• **Passage to read**
■ ■ ■ ■ ■ ■ ■
# rose bubble and mushrooms in bad shape



## ltownsalty (Oct 3, 2009)

I just woke up to find my rose bubble anemone very limp and stretched out as far as I've seen it yet. My LFS doesn't open for another 3 hours and i'm afraid it's dying. it's got white marks on it like it's losing all it's color. I just recently started supplementing with trace elements and feeding it cyclops twice a week. Could I be overfeeding/underfeeding it, too much trace elements? My ammonia, nitrites, and nitrates are all at 0, pH is right at 8.2, specific gravity of 1.024, with a temp of 80.5. 

I've got a 36 gallon that's running a sea clone protein skimmer, fluval canister filter rated for up to 75 gallons, fluval heater, and a marineland powerhead. Currently running 96 watts from a t5 setup. tank has been up for about a month and a half and currently have:

3 pink skunk clownfish (all under an inch)
1 fire shrimp
2 hermits
1 emerald crab
1 long tentacle anemone
1 rose bubble anemone
1 rabbit ear leather coral
30 lbs live rock
2 inches live sand

Anemones are on seperate sides of the tank so I've been able to rule out stinging each other for the nems, but my shrooms have been reproducing like crazy for the last two weeks since I put them in the tank, now they've just shriveled up and look like they wanna die. Any help would be awesome, thank you! I have noticed a dramatic increase in the amount of aiptasia in the tank and am trying to get rid of it.
■ ■ ■ ■ ■ ■ ■
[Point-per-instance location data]
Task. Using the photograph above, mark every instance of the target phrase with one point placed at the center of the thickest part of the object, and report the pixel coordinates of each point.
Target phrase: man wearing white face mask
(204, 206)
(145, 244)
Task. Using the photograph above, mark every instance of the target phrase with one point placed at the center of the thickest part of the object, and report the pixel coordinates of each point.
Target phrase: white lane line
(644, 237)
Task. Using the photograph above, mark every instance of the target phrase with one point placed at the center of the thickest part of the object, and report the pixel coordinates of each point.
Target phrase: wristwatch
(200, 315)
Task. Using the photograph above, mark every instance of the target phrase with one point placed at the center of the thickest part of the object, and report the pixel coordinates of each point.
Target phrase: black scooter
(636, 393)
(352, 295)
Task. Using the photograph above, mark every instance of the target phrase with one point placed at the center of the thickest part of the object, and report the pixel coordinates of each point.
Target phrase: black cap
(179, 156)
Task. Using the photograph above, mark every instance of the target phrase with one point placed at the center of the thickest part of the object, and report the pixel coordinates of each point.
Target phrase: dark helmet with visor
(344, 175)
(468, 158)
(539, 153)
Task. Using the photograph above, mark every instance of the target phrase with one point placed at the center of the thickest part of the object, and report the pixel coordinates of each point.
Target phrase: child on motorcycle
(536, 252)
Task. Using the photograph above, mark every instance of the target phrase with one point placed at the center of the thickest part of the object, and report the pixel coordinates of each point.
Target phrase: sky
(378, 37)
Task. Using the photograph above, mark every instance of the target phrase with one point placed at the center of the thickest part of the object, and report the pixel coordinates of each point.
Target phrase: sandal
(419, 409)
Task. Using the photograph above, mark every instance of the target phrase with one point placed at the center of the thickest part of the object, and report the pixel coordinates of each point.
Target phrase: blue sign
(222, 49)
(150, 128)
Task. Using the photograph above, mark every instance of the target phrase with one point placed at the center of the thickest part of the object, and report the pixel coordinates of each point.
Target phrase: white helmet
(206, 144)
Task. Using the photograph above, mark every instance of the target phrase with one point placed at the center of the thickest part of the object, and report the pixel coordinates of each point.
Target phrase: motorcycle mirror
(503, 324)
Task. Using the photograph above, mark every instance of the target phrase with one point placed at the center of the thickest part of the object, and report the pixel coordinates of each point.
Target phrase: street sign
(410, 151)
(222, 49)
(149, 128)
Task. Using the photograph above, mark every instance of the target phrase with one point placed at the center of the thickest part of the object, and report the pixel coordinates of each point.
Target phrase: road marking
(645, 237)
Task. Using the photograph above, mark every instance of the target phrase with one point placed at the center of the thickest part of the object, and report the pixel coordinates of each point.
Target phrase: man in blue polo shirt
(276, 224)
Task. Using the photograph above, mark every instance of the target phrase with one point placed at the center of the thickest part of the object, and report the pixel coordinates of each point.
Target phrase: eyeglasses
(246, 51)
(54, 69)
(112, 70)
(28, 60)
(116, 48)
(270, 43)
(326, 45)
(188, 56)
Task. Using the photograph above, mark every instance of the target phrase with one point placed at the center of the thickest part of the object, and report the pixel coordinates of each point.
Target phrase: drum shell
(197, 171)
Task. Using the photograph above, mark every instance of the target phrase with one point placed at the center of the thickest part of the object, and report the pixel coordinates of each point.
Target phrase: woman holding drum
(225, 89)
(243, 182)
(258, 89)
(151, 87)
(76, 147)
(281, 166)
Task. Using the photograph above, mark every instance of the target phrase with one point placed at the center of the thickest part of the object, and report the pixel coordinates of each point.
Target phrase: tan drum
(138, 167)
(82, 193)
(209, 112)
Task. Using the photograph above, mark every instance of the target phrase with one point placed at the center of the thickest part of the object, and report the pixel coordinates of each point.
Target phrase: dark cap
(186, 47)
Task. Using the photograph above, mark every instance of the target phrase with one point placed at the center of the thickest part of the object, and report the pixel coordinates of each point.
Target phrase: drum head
■ ■ ■ ■ ■ ■ ■
• **Task to complete**
Copy out the reef tank forum thread from the top, word for word.

• **Response area**
# rose bubble and mushrooms in bad shape



## ltownsalty (Oct 3, 2009)

I just woke up to find my rose bubble anemone very limp and stretched out as far as I've seen it yet. My LFS doesn't open for another 3 hours and i'm afraid it's dying. it's got white marks on it like it's losing all it's color. I just recently started supplementing with trace elements and feeding it cyclops twice a week. Could I be overfeeding/underfeeding it, too much trace elements? My ammonia, nitrites, and nitrates are all at 0, pH is right at 8.2, specific gravity of 1.024, with a temp of 80.5. 

I've got a 36 gallon that's running a sea clone protein skimmer, fluval canister filter rated for up to 75 gallons, fluval heater, and a marineland powerhead. Currently running 96 watts from a t5 setup. tank has been up for about a month and a half and currently have:

3 pink skunk clownfish (all under an inch)
1 fire shrimp
2 hermits
1 emerald crab
1 long tentacle anemone
1 rose bubble anemone
1 rabbit ear leather coral
30 lbs live rock
2 inches live sand

Anemones are on seperate sides of the tank so I've been able to rule out stinging each other for the nems, but my shrooms have been reproducing like crazy for the last two weeks since I put them in the tank, now they've just shriveled up and look like they wanna die. Any help would be awesome, thank you! I have noticed a dramatic increase in the amount of aiptasia in the tank and am trying to get rid of it.